- The request
Count how many lines of the records below contain the string "seaweed". Reply with only that number.

- Point-based annotation data
____

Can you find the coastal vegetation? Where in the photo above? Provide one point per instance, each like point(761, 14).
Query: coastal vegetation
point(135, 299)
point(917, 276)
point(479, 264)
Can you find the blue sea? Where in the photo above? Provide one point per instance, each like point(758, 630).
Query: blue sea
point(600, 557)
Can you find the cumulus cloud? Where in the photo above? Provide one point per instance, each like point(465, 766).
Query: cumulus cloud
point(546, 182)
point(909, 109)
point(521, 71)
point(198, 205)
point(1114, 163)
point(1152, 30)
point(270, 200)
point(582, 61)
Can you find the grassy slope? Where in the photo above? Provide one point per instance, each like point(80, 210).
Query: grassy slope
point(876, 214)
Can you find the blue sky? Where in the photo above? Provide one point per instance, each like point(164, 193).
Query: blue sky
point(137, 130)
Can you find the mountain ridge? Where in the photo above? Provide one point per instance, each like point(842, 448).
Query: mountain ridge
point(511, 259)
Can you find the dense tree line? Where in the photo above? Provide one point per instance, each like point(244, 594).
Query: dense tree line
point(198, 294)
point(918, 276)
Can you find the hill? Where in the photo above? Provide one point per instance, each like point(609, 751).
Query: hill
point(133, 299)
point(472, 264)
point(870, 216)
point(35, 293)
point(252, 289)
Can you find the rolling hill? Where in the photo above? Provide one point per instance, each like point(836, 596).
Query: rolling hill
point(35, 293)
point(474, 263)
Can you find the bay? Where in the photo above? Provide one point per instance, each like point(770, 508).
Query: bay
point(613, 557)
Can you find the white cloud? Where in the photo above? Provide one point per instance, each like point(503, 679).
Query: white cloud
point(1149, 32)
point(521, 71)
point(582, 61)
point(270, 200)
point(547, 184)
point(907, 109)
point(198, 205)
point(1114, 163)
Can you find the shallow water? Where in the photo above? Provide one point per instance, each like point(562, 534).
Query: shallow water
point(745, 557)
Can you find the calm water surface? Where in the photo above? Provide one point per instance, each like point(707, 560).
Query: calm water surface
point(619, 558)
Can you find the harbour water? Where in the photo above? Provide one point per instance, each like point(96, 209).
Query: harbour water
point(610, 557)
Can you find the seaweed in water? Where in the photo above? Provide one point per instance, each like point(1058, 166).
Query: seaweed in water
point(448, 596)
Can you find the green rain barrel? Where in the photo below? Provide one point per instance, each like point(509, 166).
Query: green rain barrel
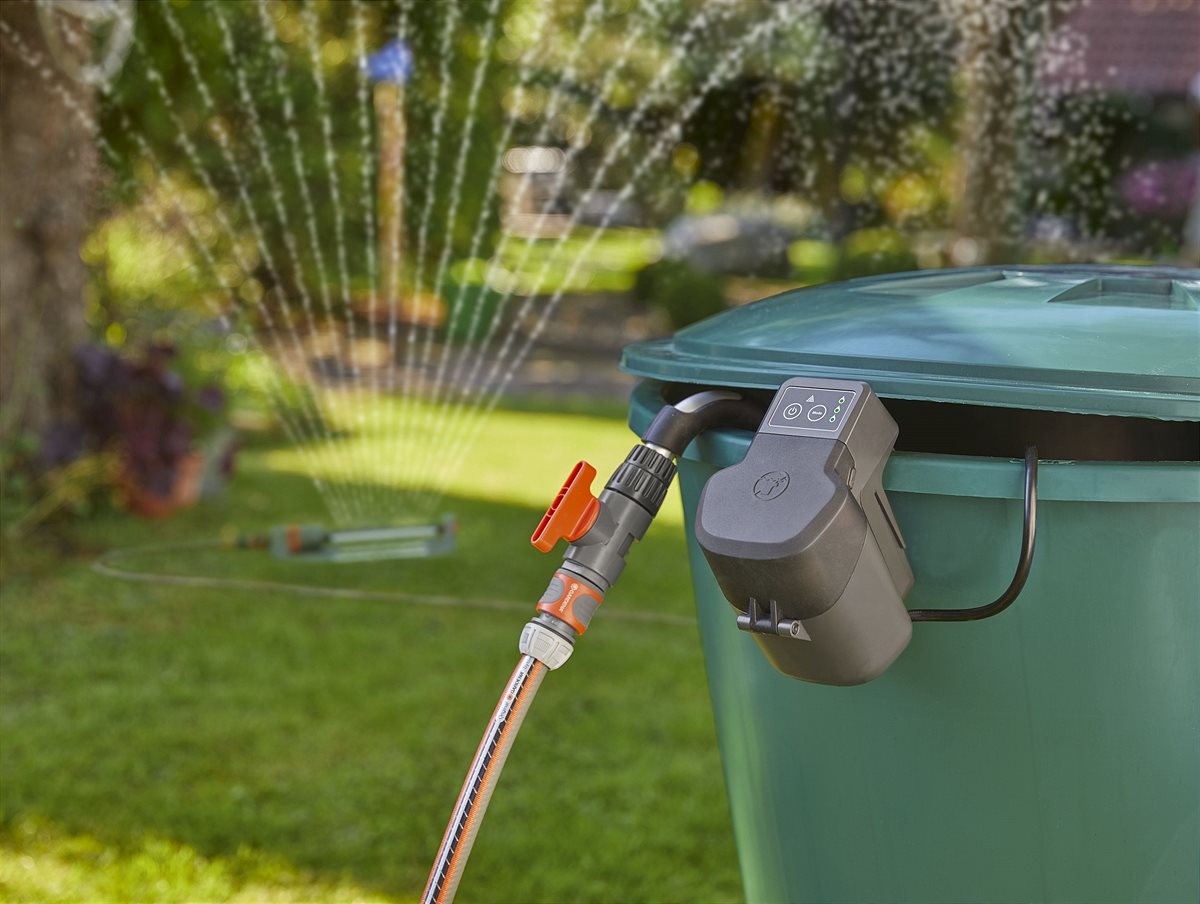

____

- Exercise result
2